## Exercise requirements
Set down exactly the entries below, beginning at their first line and ending at the line with "Where can you spot the cloud?".

## Records for the exercise
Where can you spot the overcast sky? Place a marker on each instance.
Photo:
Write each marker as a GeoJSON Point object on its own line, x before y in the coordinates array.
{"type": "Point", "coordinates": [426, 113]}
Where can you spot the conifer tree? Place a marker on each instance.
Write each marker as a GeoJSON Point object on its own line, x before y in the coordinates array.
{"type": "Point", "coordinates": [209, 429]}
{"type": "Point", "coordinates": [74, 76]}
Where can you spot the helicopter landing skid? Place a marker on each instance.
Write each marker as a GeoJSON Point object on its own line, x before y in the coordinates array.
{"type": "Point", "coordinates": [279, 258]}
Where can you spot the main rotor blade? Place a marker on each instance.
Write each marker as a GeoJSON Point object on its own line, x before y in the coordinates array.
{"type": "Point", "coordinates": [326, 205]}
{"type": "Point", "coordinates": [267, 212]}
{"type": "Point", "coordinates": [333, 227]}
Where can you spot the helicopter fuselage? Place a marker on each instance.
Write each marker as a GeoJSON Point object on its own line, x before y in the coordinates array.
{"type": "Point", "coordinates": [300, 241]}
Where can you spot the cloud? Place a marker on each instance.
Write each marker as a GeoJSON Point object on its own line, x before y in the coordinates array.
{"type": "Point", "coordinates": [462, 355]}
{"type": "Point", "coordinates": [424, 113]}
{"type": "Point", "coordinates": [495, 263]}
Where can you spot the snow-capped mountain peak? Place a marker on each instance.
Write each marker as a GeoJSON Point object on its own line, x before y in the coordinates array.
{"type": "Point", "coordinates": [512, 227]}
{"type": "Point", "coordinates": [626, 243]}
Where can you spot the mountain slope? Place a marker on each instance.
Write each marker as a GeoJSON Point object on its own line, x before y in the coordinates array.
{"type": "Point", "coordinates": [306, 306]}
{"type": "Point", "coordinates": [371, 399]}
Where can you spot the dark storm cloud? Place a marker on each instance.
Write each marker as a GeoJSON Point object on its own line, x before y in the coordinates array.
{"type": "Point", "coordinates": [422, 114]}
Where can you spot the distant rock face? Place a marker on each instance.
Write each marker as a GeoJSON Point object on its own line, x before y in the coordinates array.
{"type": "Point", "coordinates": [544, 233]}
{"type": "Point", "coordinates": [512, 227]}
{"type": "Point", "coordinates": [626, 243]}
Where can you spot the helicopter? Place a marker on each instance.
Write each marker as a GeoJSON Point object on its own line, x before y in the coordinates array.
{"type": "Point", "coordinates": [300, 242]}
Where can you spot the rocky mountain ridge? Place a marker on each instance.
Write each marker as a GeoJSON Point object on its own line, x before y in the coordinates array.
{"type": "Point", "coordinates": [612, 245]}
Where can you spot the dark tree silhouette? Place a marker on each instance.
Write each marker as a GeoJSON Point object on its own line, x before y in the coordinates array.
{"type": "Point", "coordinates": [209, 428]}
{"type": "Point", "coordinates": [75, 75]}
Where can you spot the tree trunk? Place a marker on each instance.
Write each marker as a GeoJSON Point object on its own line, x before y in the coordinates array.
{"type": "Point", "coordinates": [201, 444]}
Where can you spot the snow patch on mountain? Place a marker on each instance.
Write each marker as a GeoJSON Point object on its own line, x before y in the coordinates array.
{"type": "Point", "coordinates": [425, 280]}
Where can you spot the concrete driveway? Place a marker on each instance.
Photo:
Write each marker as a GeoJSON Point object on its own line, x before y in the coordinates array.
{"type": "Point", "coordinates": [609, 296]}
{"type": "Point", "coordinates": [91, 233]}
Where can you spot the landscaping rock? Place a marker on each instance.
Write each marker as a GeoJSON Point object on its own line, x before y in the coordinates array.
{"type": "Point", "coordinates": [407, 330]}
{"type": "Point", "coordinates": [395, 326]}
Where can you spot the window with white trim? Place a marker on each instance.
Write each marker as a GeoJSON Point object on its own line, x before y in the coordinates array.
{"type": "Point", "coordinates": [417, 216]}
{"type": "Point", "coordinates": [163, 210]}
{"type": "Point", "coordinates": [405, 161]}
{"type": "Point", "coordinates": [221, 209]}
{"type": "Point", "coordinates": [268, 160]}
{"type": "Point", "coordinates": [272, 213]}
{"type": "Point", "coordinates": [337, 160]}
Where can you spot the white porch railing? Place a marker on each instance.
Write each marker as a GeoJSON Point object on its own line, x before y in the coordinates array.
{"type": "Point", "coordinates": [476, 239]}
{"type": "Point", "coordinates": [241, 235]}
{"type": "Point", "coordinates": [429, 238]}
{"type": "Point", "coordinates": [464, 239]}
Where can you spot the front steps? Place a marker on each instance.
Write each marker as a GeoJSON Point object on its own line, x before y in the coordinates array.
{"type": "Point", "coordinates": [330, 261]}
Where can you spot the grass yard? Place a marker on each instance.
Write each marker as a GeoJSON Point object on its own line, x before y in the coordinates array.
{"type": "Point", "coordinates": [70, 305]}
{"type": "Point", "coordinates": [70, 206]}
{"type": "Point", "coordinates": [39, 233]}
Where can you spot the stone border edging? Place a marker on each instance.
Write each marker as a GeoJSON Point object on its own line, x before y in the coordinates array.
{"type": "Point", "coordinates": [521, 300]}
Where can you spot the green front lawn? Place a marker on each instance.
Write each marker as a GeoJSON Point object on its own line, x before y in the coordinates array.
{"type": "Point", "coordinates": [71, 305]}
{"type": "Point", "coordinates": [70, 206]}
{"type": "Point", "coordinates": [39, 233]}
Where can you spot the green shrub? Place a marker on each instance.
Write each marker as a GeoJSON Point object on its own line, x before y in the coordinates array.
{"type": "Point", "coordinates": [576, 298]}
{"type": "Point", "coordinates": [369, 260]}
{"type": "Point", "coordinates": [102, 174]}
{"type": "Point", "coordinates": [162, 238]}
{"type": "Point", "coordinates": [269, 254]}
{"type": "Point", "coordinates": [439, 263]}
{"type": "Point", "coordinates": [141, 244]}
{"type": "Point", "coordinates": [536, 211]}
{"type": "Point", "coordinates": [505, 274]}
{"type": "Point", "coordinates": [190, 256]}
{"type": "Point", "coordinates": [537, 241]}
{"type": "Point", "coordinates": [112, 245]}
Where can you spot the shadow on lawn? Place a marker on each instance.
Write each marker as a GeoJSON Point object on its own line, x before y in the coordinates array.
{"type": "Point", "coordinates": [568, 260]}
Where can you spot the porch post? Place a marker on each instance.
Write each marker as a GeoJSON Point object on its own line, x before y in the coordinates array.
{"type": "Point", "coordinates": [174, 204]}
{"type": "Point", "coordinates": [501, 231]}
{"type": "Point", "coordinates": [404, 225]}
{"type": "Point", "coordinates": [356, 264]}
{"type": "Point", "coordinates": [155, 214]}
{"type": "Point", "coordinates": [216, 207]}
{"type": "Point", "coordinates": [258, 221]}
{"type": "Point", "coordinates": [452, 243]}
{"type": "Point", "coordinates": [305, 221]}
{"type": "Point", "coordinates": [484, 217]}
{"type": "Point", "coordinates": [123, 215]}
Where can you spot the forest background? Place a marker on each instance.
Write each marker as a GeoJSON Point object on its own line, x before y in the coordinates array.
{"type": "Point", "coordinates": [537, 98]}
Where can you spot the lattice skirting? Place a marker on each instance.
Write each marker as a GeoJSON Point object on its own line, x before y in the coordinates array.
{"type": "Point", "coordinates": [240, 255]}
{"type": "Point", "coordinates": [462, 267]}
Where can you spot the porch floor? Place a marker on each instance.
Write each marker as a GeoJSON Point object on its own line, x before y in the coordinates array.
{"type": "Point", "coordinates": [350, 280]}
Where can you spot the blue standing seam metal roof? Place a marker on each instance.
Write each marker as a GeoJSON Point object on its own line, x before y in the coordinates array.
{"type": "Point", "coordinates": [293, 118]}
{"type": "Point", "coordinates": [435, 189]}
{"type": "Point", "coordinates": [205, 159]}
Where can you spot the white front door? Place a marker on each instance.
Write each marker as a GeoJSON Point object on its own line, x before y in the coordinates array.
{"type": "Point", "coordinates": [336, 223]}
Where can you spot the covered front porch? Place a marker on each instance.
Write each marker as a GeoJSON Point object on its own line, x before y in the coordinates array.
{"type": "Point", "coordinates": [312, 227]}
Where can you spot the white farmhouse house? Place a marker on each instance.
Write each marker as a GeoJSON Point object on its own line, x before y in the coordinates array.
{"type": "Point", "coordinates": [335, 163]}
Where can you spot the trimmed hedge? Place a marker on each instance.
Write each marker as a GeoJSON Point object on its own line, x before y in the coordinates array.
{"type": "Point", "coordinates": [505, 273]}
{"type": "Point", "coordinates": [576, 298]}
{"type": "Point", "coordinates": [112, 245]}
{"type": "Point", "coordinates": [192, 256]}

## Answer space
Where can you spot the overcast sky? Place a marker on each instance.
Photo:
Write each marker as a GeoJSON Point object on its own line, x before y in the coordinates array.
{"type": "Point", "coordinates": [426, 113]}
Where can you spot the conifer tree? Place a marker on each instance.
Write each marker as a GeoJSON Point object on its own line, x before y in the coordinates array.
{"type": "Point", "coordinates": [209, 429]}
{"type": "Point", "coordinates": [74, 76]}
Where can you spot the helicopter landing skid? Place a marker on each instance.
Write each marker as a GeoJSON Point object on its own line, x before y in the coordinates array.
{"type": "Point", "coordinates": [279, 258]}
Where can you spot the main rotor blade? Place a marker on each instance.
Write each marker as a GeoJSON Point object on its own line, x before y in the coordinates array.
{"type": "Point", "coordinates": [326, 205]}
{"type": "Point", "coordinates": [267, 212]}
{"type": "Point", "coordinates": [333, 227]}
Where can you spot the helicopter fuselage? Place a marker on each instance.
Write each marker as a GeoJSON Point object on its own line, x before y in the coordinates array.
{"type": "Point", "coordinates": [300, 241]}
Where can you spot the cloud? Place a marker on each instance.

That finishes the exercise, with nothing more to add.